Answer these from the text on healthcare contract management:
(a) Which stage does the process of managing an agreement start from?
(b) In healthcare, what kind of responsibility is contract management?
(c) What does a vendor agreement without a current BAA amount to?

EXTRACT
/---

Healthcare contract lifecycle management is the process of managing every agreement a healthcare organization enters into, from initial request through drafting, approval, execution, monitoring, renewal, and termination.
In most industries, contract management is a back-office function. In healthcare, it is a governance responsibility. A hospital or health system might manage thousands of active agreements at any given time: physician employment contracts, payer arrangements, vendor deals, business associate agreements, purchased services, software licenses, real estate leases, and clinical affiliations. Each one carries financial, operational, and regulatory obligations that need active management, not just a folder somewhere.
What separates health contract management from generic CLM is the stakes. A physician arrangement without proper documentation creates Stark Law exposure. A vendor agreement without a current BAA is a HIPAA problem. A contract approved over email with no compliance sign-off is a governance gap that looks terrible in an audit. The regulatory environment healthcare operates in means that how contracts are managed is almost as important as what they say.

\---

DATASET
/---

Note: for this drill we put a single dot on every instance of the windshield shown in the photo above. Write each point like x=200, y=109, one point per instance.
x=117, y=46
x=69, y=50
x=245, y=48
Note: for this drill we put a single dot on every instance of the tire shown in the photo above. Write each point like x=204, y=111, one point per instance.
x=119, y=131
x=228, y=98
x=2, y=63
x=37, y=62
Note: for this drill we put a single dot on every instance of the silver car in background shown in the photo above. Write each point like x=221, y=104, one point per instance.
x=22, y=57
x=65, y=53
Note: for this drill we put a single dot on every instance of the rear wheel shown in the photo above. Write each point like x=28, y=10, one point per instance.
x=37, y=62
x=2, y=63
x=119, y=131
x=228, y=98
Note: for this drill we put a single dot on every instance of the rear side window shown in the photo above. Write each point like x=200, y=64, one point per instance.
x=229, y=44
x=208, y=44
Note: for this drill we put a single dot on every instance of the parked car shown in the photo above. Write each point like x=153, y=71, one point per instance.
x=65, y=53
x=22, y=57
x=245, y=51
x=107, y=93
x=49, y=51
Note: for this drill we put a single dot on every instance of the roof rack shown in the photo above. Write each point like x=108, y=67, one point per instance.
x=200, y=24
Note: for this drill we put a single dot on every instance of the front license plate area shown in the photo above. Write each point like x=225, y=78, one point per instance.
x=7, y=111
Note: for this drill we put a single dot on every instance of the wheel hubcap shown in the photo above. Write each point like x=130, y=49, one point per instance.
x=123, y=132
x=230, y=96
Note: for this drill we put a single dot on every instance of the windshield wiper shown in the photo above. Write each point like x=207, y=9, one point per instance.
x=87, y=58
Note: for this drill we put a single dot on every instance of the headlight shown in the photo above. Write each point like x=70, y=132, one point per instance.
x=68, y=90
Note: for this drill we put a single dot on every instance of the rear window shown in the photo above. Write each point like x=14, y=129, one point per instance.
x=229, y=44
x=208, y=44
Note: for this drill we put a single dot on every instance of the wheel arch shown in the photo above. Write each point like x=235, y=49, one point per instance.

\---
/---

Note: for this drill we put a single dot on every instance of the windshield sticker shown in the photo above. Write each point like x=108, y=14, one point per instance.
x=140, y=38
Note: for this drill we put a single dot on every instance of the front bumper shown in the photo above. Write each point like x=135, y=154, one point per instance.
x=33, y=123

\---

ANSWER SPACE
(a) Initial request
(b) A governance responsibility
(c) A HIPAA problem